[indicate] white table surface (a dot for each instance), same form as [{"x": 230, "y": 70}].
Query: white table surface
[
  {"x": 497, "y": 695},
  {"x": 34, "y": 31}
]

::::

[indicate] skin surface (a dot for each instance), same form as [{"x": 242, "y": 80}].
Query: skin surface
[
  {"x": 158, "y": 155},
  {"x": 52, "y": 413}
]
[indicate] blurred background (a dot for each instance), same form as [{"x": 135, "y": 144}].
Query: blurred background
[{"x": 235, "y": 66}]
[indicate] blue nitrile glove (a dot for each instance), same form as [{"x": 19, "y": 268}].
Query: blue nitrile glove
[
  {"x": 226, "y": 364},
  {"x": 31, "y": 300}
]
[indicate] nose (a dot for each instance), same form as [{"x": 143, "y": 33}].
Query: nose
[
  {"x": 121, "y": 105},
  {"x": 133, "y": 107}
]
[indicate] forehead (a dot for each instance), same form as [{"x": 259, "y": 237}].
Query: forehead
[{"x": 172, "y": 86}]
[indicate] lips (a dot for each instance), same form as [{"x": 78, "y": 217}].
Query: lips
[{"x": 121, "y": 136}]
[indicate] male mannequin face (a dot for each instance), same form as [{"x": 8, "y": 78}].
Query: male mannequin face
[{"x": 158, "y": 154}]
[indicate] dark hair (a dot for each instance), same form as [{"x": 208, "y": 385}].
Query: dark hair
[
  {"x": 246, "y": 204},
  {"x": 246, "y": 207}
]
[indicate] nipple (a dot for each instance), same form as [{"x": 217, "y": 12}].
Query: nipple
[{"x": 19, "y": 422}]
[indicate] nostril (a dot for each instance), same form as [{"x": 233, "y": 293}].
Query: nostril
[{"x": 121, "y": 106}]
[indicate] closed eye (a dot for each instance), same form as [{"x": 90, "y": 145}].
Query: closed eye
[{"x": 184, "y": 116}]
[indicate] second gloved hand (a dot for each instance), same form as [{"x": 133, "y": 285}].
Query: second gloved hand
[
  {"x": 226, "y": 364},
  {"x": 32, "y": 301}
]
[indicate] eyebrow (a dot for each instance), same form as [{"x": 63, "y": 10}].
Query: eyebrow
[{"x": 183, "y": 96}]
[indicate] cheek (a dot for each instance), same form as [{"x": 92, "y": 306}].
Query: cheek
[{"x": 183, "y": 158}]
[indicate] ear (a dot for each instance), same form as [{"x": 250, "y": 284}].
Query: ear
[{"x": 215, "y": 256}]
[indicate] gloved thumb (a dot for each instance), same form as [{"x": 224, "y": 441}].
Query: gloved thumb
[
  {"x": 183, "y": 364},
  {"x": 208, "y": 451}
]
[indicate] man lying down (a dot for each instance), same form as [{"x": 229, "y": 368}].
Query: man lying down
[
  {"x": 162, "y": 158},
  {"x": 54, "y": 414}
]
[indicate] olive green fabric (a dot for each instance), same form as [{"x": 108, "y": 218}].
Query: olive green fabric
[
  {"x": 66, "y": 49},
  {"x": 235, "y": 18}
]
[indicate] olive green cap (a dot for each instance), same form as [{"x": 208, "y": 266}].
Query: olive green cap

::::

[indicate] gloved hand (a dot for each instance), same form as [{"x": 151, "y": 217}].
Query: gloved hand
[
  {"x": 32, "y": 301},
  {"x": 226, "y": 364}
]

::::

Description of the task:
Copy out each line of the data above that contains the word "cheek".

Written answer:
[indicate] cheek (a dot for each instance), same form as [{"x": 92, "y": 306}].
Query: cheek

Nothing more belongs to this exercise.